# WHAT IS EXPECTED
Starting at the line with "Where is the tram front" and continuing to the end of the data, change "tram" to "streetcar" and keep everything else the same. Return only those lines.
— start PROVIDED RECORDS —
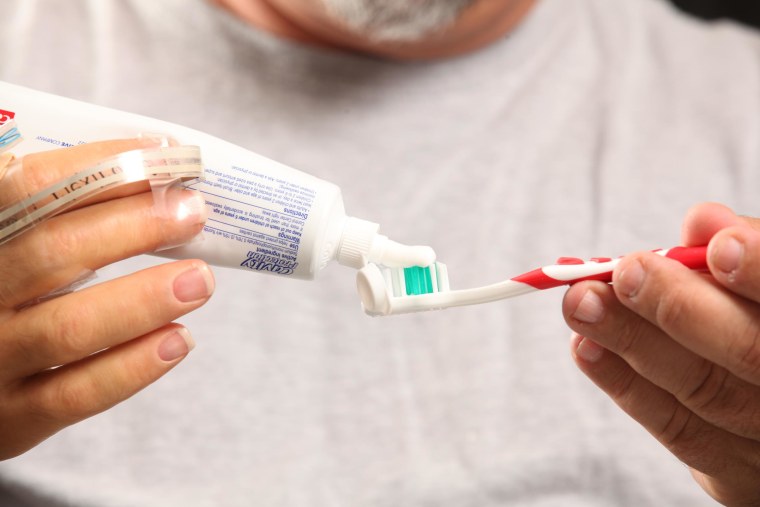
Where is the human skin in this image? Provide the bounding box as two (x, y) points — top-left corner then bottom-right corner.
(215, 0), (536, 60)
(563, 204), (760, 506)
(0, 139), (214, 459)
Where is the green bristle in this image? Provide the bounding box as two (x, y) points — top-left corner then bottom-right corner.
(404, 266), (433, 296)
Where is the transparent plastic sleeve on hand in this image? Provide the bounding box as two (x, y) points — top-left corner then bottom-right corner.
(0, 119), (22, 153)
(0, 146), (203, 246)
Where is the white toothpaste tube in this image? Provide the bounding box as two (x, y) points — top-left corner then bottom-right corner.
(0, 82), (435, 279)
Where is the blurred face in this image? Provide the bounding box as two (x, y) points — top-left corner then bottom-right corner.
(322, 0), (477, 42)
(213, 0), (537, 59)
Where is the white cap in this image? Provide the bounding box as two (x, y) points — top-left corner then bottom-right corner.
(337, 217), (435, 269)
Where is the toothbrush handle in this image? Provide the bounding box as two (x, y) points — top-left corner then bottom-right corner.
(512, 246), (707, 290)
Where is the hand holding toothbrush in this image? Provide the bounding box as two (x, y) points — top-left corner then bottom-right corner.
(563, 204), (760, 505)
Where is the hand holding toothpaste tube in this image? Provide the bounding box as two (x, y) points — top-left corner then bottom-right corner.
(0, 139), (214, 459)
(563, 204), (760, 505)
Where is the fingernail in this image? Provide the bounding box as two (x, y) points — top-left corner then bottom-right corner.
(573, 290), (604, 324)
(174, 265), (214, 303)
(572, 333), (604, 363)
(158, 328), (195, 363)
(614, 261), (645, 299)
(710, 236), (744, 280)
(138, 132), (179, 148)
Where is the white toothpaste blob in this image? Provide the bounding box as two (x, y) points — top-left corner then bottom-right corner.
(0, 82), (435, 280)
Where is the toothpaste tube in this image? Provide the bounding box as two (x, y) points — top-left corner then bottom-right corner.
(0, 82), (435, 279)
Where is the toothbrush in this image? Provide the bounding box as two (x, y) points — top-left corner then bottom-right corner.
(356, 246), (707, 316)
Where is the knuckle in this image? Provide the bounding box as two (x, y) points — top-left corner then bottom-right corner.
(27, 381), (94, 426)
(45, 305), (94, 363)
(612, 319), (646, 357)
(728, 321), (760, 383)
(34, 222), (87, 266)
(675, 359), (729, 411)
(655, 405), (694, 450)
(654, 290), (690, 331)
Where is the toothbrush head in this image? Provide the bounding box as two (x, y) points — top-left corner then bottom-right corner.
(356, 262), (449, 316)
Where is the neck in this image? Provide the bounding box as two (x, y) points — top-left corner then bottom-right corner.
(215, 0), (536, 60)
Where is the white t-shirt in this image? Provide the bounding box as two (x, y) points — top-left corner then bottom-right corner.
(0, 0), (760, 507)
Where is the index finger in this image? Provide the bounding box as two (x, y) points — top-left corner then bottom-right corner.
(0, 138), (160, 209)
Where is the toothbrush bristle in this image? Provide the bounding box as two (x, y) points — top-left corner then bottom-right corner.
(383, 262), (449, 297)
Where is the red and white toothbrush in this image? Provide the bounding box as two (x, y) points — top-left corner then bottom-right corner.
(357, 246), (707, 315)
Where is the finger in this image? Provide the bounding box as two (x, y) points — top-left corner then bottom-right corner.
(571, 334), (760, 504)
(707, 224), (760, 303)
(18, 138), (161, 198)
(0, 260), (214, 380)
(563, 282), (760, 440)
(681, 203), (760, 246)
(0, 325), (194, 459)
(681, 203), (741, 246)
(612, 252), (760, 385)
(0, 188), (206, 308)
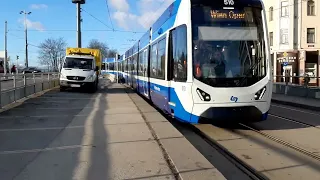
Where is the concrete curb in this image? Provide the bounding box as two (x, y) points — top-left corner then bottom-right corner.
(271, 99), (320, 111)
(0, 86), (60, 113)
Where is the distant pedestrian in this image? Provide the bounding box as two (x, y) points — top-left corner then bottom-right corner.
(11, 65), (17, 74)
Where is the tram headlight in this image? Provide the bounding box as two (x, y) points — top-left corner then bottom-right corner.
(254, 86), (267, 100)
(196, 88), (211, 101)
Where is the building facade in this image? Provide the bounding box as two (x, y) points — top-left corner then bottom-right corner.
(264, 0), (320, 86)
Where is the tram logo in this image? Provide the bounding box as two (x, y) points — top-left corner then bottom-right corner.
(230, 96), (238, 102)
(224, 0), (234, 6)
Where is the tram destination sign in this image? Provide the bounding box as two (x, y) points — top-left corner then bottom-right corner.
(277, 52), (297, 64)
(210, 10), (246, 20)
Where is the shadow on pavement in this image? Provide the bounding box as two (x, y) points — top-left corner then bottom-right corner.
(0, 79), (110, 180)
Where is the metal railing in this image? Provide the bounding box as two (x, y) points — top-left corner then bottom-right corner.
(273, 75), (320, 99)
(0, 72), (59, 108)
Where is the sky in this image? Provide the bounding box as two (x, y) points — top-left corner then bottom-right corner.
(0, 0), (174, 66)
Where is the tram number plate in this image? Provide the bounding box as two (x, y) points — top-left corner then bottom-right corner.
(71, 84), (80, 87)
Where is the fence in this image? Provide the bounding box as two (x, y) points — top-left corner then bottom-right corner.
(273, 76), (320, 99)
(0, 73), (59, 108)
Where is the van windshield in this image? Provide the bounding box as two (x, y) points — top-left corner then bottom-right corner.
(63, 57), (93, 70)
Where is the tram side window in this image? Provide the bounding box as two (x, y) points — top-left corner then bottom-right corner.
(170, 25), (188, 82)
(150, 43), (158, 78)
(157, 38), (166, 79)
(138, 51), (143, 76)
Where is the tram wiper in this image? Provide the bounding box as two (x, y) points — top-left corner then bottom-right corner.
(236, 57), (262, 86)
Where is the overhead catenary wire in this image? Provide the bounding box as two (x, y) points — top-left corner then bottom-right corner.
(81, 8), (114, 30)
(10, 29), (145, 33)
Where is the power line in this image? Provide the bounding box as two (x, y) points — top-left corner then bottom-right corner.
(10, 29), (145, 33)
(106, 0), (114, 30)
(81, 8), (113, 30)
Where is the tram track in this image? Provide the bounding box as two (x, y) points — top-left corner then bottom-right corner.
(189, 125), (269, 180)
(269, 114), (320, 130)
(239, 123), (320, 161)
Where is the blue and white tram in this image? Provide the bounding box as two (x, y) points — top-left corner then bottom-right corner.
(123, 0), (272, 123)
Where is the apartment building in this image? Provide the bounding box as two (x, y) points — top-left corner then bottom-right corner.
(264, 0), (320, 85)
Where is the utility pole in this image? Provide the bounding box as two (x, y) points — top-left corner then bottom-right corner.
(72, 0), (86, 48)
(20, 11), (31, 68)
(3, 21), (8, 75)
(115, 53), (119, 83)
(16, 56), (19, 74)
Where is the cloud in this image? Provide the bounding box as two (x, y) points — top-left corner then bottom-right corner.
(18, 19), (45, 31)
(30, 4), (48, 9)
(110, 0), (174, 30)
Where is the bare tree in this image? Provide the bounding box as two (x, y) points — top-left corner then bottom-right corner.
(88, 39), (117, 59)
(38, 38), (67, 71)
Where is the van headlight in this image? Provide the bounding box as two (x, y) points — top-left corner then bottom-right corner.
(60, 74), (66, 79)
(86, 75), (93, 81)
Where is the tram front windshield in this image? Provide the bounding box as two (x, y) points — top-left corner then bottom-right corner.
(192, 5), (266, 87)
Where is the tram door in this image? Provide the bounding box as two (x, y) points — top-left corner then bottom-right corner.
(283, 65), (292, 82)
(141, 48), (149, 97)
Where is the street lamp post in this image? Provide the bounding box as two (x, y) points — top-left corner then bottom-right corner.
(72, 0), (86, 48)
(20, 11), (31, 68)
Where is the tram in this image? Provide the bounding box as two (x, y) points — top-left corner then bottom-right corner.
(110, 0), (272, 124)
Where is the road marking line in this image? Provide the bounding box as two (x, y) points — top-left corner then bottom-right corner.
(271, 104), (320, 116)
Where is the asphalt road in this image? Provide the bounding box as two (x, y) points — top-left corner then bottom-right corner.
— end PROVIDED RECORDS —
# RESULT
Where is the streetcar front windshield in this image? Provide the bounding box as two (x, y) points — top-left corner then bottom-right corner.
(192, 5), (266, 87)
Where is the streetcar door in this image? Provide the bounding box as two (x, y) points — top-left corner then bottom-right corner.
(283, 65), (292, 82)
(141, 48), (149, 97)
Where is the street lamp post in this image? Provide the bounding box as two (x, y) points — top-left corner then bottom-right corner.
(72, 0), (86, 48)
(20, 11), (31, 68)
Where is the streetcar in this image? Provide the bounding box as two (x, y) points — top-left corner then bottom-right corner.
(110, 0), (272, 124)
Where is the road marking line in this image? Provide the bounding box as two (x, y) points — top-left corner then bottom-right corner.
(271, 104), (320, 116)
Where is the asphalt road in this image? Provide the bounding box as two (x, y) points — top-left corner then bottom-right corner.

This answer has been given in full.